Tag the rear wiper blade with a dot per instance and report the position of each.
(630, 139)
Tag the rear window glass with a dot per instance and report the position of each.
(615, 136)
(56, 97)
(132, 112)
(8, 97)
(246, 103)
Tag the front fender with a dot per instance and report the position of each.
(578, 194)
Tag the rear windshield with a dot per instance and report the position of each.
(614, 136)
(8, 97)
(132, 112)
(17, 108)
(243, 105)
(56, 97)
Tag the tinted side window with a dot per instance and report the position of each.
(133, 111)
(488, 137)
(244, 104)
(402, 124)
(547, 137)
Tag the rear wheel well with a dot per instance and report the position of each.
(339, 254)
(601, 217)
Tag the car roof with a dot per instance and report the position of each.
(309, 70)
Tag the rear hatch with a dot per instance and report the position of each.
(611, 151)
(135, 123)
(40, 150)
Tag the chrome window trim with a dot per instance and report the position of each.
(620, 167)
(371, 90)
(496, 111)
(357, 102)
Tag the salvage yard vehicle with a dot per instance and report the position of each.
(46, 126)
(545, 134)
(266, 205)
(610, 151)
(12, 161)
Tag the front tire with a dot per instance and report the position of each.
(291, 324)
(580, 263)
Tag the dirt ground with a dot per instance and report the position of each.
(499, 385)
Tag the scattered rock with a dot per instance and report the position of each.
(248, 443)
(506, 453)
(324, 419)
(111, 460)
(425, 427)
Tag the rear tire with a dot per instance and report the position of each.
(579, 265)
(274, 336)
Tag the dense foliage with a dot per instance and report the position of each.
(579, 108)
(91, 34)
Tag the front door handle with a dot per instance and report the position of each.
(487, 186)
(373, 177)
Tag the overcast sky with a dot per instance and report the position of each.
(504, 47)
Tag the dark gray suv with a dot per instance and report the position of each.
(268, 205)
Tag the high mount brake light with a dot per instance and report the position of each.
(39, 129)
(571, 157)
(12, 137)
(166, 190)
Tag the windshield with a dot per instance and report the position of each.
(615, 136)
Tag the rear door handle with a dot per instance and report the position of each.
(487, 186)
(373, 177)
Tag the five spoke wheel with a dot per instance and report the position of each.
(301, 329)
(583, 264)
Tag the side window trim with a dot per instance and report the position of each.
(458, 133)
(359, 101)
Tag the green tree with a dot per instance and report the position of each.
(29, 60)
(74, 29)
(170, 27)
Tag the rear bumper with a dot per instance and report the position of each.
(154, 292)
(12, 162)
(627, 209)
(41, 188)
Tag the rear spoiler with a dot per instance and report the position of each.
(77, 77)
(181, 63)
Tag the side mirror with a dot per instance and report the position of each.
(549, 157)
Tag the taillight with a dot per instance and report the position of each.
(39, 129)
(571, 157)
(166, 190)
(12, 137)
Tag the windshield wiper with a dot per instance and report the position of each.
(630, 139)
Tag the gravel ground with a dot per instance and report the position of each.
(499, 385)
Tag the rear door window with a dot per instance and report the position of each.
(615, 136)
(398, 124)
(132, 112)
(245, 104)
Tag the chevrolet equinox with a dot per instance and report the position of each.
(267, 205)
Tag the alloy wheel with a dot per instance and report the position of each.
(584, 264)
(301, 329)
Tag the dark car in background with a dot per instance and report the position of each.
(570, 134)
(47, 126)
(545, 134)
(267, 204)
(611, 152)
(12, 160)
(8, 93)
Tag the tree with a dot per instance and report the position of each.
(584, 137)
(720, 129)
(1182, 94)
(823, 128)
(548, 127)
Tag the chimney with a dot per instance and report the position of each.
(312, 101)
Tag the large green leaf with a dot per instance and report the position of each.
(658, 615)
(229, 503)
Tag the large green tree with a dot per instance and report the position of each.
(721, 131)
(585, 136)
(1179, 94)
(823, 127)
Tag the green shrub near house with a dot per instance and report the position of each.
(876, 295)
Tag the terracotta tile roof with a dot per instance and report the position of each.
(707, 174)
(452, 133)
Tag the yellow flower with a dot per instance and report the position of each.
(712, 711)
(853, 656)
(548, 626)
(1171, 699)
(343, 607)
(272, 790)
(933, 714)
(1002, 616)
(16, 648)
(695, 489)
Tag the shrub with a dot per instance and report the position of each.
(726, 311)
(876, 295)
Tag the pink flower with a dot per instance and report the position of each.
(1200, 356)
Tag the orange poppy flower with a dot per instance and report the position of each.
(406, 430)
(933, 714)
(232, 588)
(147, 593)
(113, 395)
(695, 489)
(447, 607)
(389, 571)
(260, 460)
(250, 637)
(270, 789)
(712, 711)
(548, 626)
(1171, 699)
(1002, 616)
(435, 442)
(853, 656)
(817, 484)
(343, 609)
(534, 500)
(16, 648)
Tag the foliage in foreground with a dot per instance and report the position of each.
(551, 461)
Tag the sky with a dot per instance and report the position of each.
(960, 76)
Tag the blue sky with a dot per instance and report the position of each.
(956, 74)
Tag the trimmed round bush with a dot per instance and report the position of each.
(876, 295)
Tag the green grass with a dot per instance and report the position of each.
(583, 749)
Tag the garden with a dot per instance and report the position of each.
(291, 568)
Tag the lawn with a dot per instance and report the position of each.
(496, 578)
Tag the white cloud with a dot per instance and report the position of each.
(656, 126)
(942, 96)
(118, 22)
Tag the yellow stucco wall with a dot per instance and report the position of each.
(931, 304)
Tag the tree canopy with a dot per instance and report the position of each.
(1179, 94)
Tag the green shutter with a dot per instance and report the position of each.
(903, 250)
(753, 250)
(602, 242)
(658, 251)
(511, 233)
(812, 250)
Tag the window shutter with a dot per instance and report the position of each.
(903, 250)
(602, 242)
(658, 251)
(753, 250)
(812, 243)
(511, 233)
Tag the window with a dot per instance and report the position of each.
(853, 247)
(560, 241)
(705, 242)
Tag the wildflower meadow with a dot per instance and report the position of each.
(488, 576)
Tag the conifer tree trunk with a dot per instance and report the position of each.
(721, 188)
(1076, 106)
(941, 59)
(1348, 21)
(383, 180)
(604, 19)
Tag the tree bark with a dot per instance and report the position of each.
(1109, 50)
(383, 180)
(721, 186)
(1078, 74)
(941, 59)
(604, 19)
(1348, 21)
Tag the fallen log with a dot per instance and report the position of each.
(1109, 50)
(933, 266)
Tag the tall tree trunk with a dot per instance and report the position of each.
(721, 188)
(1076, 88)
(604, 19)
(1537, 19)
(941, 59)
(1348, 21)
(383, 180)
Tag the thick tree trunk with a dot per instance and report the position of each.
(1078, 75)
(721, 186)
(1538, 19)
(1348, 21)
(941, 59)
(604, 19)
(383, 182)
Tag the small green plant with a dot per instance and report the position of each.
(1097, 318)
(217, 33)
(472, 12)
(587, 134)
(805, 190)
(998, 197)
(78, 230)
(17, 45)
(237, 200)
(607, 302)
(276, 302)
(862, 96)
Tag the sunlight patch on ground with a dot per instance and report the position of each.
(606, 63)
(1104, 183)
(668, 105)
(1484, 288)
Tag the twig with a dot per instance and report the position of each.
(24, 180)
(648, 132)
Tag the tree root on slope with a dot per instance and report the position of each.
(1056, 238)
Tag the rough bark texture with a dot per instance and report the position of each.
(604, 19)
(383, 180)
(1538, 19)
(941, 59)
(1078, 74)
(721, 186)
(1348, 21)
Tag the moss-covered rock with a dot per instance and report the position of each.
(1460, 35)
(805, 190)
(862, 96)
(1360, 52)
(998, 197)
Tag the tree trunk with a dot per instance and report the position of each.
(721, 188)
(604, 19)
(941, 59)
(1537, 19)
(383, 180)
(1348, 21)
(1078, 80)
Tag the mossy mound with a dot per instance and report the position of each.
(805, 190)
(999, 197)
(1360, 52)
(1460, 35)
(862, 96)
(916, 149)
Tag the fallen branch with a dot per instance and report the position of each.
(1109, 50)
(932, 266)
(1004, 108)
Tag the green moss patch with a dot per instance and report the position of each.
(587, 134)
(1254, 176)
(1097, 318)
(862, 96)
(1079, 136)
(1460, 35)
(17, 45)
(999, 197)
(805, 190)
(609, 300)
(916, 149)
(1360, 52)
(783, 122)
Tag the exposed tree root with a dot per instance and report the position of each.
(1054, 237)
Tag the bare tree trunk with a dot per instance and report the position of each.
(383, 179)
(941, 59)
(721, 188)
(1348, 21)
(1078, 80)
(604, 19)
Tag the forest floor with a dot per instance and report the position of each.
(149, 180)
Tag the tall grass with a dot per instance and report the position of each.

_ACTIVITY:_ Write out the lines of the listing from the one with "Tag the rough" to the very end, inclusive, exactly as they appear and with nothing added.

_RESULT OF THE EXERCISE:_
Tag the rough bark texture with a dot per instance and report the position of each.
(604, 19)
(383, 180)
(1538, 19)
(941, 59)
(1078, 74)
(721, 186)
(1348, 21)
Tag the moss-covered rock with a dot per instance and report the position of each.
(1460, 35)
(805, 190)
(862, 96)
(1360, 52)
(998, 197)
Tag the tree trunk with a dot per instance and report the position of each.
(721, 188)
(604, 19)
(941, 59)
(1537, 19)
(383, 180)
(1348, 21)
(1078, 80)
Tag the mossy mound with a dot per instance and report the position of each.
(805, 190)
(999, 197)
(1360, 52)
(1460, 35)
(862, 96)
(916, 149)
Tag the fallen branch with a dot per instance and report the position of each.
(1109, 50)
(932, 266)
(1004, 108)
Tag the green moss patch with a dot per instance and report the position of each.
(587, 134)
(1254, 176)
(1097, 318)
(862, 96)
(1079, 136)
(1460, 35)
(17, 45)
(999, 197)
(805, 190)
(609, 300)
(916, 149)
(1360, 52)
(783, 122)
Tag the exposed tree root with a dot per instance and report the position of each.
(1054, 237)
Tag the bare tree trunk with a dot per instance and report the position of each.
(383, 179)
(941, 59)
(721, 188)
(1348, 21)
(1078, 80)
(604, 19)
Tag the forest floor with a dot per instance and report the position of each.
(149, 180)
Tag the tall grass with a dot per instance and report the position of each.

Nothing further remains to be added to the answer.